___ INFORMATION PROVIDED ___

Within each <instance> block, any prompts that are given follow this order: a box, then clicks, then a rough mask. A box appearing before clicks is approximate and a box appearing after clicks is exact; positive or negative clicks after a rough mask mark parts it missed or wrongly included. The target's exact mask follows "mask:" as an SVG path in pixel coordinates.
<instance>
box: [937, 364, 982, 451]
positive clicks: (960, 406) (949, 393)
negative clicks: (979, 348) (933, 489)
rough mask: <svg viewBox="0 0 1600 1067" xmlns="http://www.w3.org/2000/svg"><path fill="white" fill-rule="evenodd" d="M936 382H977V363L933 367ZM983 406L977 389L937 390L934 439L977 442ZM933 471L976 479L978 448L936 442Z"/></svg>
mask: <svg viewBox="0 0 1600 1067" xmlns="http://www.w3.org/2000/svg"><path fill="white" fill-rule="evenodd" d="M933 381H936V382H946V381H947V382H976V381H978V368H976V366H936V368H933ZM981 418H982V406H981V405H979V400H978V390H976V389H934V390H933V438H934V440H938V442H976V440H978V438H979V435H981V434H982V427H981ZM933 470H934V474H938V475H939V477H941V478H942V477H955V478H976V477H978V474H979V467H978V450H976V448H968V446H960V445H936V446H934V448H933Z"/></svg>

___

• _AIM OF THE EXERCISE_: Reproduce every one of the entries above verbatim, line for line, without any alteration.

• _ANSWER TO THE EXERCISE_:
Within each <instance> block, any prompts that are given follow this order: a box, then clicks, then a rough mask. A box appearing before clicks is approximate and a box appearing after clicks is exact; positive or negative clicks after a rough mask mark parts it missed or wrongly included. The target's exact mask follows "mask:" as an SVG path in pixel coordinates.
<instance>
box: [937, 364, 982, 451]
positive clicks: (960, 406) (949, 393)
negative clicks: (979, 348) (933, 489)
rough mask: <svg viewBox="0 0 1600 1067" xmlns="http://www.w3.org/2000/svg"><path fill="white" fill-rule="evenodd" d="M936 382H977V363L933 367ZM983 406L977 389L937 390L934 439L977 442ZM933 471L976 479L978 448L936 442Z"/></svg>
mask: <svg viewBox="0 0 1600 1067" xmlns="http://www.w3.org/2000/svg"><path fill="white" fill-rule="evenodd" d="M933 381H936V382H946V381H947V382H976V381H978V368H976V366H936V368H933ZM981 418H982V406H981V405H979V400H978V390H976V389H934V390H933V438H934V440H938V442H976V440H978V438H979V435H981V434H982V427H981ZM933 470H934V474H938V475H939V477H941V478H942V477H955V478H976V477H978V474H979V467H978V450H976V448H968V446H960V445H936V446H934V448H933Z"/></svg>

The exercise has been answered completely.